**SET PROBLEM**
Return, unchanged, the stretch of records from the line containing "Step one of the annotation pipeline: locate the blurred" through the line containing "0 3 470 381", with both of those lines included.

─── WORKING DATA ───

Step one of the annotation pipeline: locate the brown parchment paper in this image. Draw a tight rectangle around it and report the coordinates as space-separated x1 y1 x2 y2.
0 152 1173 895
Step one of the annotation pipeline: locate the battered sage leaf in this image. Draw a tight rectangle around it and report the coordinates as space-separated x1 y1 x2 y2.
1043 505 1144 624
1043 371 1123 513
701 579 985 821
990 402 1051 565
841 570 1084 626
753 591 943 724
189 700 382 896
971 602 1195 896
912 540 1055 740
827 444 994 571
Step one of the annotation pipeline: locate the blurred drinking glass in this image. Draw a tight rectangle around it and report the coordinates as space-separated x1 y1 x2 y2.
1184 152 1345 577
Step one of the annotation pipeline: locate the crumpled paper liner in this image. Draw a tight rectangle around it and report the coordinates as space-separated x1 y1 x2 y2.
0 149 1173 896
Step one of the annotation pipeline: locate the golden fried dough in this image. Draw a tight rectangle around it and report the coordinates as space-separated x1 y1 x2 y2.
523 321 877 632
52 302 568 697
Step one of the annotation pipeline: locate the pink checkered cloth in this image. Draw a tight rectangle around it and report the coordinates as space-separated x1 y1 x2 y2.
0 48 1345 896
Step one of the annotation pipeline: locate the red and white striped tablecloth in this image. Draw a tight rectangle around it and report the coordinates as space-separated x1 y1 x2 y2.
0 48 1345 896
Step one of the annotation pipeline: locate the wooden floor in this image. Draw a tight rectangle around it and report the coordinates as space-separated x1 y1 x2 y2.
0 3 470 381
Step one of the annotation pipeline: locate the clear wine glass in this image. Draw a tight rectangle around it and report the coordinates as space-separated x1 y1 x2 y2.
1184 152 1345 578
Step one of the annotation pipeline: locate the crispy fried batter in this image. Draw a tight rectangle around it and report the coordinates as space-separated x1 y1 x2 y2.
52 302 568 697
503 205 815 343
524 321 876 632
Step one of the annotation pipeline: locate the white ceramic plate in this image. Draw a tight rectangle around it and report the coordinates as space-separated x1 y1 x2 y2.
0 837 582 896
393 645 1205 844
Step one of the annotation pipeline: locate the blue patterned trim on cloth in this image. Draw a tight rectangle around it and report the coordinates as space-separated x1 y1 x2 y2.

───

**WRITTEN SOLUTION**
Step one of the annotation pipeline: locate the blurred drinking glass in this image. Draw a tight rectangle around it and report the coordinates as space-separated x1 y1 x2 y2.
1184 152 1345 577
Step one of the annotation pipeline: locate the crumpled paper liner in this image. Draw a tight rectangle around it and report the coordinates as space-separated x1 y1 x2 y2.
0 149 1173 896
Step one of the annotation pipeline: locate the golden fried dough in this image. Draw a tight rectangle around it and report the coordinates as space-separated x1 y1 x2 y2.
523 321 877 632
52 302 568 697
Step one of the annotation pipeline: locate the pink checkered cloth in this image. Draw a tight rectangle around it and report the coordinates as space-separated x1 y1 x2 y2.
0 48 1345 896
Step one of the annotation pipeline: locate the red and white striped tablecloth in this image. Draw a tight rectangle around it and report the coordinates as space-separated x1 y1 x2 y2.
0 48 1345 896
Step one of the annotation pipeline: locate the wooden floor in this image. Draw a tight rectangle around it and report the coordinates as space-separated x1 y1 x2 y2.
0 3 470 381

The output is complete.